Passagem do texto.

▽

COMENTÁRIO |20150326
No próximo Domingo, a Igreja celebra a liturgia dos Ramos. Jesus
tinha vindo a Jerusalém, com os discípulos, para celebrar a Páscoa. Ao saber da
notícia, a multidão acorreu a recebê-lo, ávida das suas palavras e dos seus
gestos que revelavam os sinais da chegada do Reino de Deus.
Com esta liturgia, dá-se início à semana santa e a Igreja
propõe-nos a leitura integral da Paixão do Senhor. Este ano, por ser o ciclo B,
lemos a Paixão segundo São Marcos. Nesta nossa rubrica, começámos por escutar apenas
um trecho da Paixão que narra a morte de Jesus na cruz, em vez da leitura
integral da mesma.
Grande mistério o da cruz de Jesus. O evangelista Marcos
refere que a terra se encheu de trevas desde o meio-dia até às três horas da
tarde. No coração das trevas que envolvem o mundo, Jesus grita o seu abandono e
entrega o seu Espírito ao Pai. As trevas do mundo e a morte de Jesus unem-se
num mistério de comunhão do qual iria brotar a Luz do ressuscitado para
iluminar os caminhos dos homens.
Podemos olhar a morte de Jesus como um acontecimento do
passado ou como uma revelação do seu amor no presente. Muitas vezes, preferimos
olhar a sua Paixão como os discípulos que fugiram para longe, olhando à
distância os acontecimentos em torno da sua morte. Podemos ficar a imaginar o
que aconteceu a Jesus naquele dia, sentindo até pena e compaixão com o que lhe
aconteceu mas ficando sempre longe, à distância. Podemos viver assim os actos
religiosos próprios da semana santa e deixarmo-nos envolver duma certa
atmosfera espiritual que aviva em nós tradições do passado que nos sabem bem
reviver em cada ano. Mas seria muito pouco se assim fosse.
A Páscoa de Jesus, mais do que uma recordação do passado, é
uma urgência do presente. Olhando a cruz de Jesus, havemos de ver nela contada
a nossa história colectiva e a minha vida pessoal. Na cruz, Jesus revela-nos e
conta a nossa história. As nossas dores, as nossas angústias, a nossa solidão e
os nossos sofrimentos estão escritos no madeiro onde Jesus foi crucificado. A
crucifixão de Jesus denuncia a minha própria crucifixão e anuncia a redenção da
minha história.

△

Requisitos do exercício.
[a] No comentário sobre o Domingo de Ramos, segundo que evangelista se lê a Paixão este ano?
[b] Prolongue o comentário sobre o Domingo de Ramos, começando logo após a frase final.

Excertos de dados de apontamento.
▽

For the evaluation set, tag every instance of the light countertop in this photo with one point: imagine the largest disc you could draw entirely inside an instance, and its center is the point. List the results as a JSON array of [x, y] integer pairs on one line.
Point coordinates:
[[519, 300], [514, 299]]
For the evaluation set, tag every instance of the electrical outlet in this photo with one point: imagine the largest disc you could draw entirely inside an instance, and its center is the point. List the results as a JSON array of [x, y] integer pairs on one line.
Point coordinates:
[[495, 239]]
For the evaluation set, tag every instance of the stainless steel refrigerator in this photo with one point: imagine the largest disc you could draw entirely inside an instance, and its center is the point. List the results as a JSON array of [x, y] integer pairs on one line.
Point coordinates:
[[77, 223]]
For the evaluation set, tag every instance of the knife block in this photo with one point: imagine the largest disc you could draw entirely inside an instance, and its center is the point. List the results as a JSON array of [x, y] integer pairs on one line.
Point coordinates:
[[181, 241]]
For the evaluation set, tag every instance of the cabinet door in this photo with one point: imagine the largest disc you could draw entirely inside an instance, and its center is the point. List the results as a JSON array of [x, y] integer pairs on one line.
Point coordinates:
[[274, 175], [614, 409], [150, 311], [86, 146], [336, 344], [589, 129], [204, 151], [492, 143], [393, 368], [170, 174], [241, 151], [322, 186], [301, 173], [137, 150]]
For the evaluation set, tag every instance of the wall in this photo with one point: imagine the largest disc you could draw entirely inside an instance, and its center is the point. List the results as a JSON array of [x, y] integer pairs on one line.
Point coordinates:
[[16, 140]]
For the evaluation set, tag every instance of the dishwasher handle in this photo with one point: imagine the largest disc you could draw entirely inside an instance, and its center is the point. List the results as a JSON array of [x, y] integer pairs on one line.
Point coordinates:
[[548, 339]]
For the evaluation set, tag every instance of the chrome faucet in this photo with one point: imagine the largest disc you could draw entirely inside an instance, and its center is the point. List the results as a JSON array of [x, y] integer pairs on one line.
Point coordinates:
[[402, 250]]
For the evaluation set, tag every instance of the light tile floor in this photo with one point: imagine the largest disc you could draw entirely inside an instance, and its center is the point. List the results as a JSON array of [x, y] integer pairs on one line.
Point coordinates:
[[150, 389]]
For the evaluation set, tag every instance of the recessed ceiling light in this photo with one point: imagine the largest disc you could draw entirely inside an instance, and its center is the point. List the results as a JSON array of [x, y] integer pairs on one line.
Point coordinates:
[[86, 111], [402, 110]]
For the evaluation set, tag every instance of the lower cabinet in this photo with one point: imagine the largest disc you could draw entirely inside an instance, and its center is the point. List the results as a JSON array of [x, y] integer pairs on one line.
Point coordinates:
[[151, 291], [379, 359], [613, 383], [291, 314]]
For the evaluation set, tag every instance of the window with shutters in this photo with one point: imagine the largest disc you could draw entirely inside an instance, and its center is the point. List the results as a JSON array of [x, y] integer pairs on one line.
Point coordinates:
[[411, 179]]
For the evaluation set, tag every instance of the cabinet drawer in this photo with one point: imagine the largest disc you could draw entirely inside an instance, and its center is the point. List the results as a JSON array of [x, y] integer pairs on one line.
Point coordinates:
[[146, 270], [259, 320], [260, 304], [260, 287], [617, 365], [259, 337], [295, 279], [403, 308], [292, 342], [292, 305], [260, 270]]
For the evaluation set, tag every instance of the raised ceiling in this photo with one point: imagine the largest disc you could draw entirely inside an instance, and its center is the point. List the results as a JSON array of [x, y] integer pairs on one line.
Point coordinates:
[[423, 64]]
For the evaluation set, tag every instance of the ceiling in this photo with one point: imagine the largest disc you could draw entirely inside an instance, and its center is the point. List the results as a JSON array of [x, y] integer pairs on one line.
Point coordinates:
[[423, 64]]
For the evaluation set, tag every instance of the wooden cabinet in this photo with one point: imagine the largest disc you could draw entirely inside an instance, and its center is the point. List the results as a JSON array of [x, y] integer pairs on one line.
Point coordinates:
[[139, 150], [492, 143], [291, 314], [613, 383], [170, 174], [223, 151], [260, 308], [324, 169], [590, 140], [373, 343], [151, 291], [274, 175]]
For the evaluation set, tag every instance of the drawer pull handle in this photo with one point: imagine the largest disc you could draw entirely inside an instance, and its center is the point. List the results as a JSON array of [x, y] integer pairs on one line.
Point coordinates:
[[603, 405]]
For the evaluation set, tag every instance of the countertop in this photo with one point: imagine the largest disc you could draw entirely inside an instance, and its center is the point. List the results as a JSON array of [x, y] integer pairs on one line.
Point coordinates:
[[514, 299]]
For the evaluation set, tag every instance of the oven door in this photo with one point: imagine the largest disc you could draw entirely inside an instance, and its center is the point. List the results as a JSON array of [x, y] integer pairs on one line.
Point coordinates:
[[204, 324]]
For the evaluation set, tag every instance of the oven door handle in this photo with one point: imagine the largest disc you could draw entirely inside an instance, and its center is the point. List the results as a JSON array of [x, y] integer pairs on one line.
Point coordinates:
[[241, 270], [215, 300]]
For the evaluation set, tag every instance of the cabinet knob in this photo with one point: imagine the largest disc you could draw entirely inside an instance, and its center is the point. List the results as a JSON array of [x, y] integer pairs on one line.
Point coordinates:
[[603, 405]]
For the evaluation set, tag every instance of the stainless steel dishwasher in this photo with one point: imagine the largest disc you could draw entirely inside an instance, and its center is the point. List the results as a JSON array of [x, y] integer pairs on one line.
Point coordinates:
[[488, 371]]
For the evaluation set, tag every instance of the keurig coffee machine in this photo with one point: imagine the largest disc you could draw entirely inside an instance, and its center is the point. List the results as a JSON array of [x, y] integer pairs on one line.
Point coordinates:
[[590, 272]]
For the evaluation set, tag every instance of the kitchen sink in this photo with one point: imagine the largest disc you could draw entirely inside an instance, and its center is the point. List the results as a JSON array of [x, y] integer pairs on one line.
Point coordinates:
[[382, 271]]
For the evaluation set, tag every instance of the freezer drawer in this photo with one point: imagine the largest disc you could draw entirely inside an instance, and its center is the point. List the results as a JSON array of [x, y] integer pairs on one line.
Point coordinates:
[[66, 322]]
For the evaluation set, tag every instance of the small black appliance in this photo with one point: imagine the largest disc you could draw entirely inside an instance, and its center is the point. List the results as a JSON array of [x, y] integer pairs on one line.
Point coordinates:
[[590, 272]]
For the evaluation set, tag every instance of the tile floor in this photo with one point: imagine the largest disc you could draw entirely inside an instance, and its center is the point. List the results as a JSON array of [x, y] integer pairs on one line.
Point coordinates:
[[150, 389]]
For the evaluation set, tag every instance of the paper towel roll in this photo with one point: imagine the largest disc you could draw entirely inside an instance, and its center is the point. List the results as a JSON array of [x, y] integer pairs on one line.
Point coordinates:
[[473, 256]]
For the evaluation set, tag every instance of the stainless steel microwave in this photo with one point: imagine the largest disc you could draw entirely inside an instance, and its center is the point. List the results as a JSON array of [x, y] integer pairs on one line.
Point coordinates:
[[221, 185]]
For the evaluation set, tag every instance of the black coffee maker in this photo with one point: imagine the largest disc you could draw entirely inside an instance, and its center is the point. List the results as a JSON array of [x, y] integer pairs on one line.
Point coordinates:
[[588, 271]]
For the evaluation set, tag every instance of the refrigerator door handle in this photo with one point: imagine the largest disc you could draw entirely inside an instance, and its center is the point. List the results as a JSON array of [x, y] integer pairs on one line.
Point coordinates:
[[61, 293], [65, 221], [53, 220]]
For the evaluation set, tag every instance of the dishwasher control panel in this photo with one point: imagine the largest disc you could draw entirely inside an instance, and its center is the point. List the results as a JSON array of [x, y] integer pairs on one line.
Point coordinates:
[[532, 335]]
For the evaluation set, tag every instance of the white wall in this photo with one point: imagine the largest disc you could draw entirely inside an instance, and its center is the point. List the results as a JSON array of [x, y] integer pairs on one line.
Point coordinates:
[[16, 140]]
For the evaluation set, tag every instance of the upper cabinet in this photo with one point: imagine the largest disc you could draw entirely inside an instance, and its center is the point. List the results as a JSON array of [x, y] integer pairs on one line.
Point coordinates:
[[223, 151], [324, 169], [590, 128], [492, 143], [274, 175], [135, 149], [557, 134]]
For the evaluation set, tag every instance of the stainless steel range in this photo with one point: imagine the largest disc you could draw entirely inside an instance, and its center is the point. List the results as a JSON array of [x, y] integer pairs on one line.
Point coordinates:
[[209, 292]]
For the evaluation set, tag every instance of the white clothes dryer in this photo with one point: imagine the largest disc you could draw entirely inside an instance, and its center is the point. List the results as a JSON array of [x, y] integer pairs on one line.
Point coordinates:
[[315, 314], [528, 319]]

△

Respostas esperadas.
[a] Segundo São Marcos, por ser o ciclo B.

[b]
Na cruz de Jesus estão os refugiados de Lampeduza, os
mártires do Médio Oriente ou do Congo. Lá estão os bairros de lata das grandes
periferias, os sem-abrigo e os esquecidos em campos de desalojados. As mulheres
mal tratadas, os órfãos que ninguém acolhe, os desesperados da vida. Na cruz,
estou eu com as minhas dores, sequioso da luz e da salvação.
Erguida da terra e apontando o céu, a cruz de Jesus faz a
ponte entre a história e a eternidade, o Paraíso e a humanidade. O segredo está
no abraço, para que a nova vida aconteça. A rejeição da minha dor gera uma
revolta inconsolável. Só o abraço à cruz me faz passar para além da chaga, onde
o amor se revela em plenitude.
Este é o mistério maior da semana que se aproxima: Celebramos
a morte da morte para que tenhamos a vida em abundância. Abraçar a cruz
significa deixarmo-nos abraçar por Jesus e Maria é o ícone do cristão que
celebra verdadeiramente a Páscoa. Quando todos fogem, ela permanece, abraçando
o sinal do suplício do seu Filho. Maria desenha com a sua vida, o caminho da
redenção.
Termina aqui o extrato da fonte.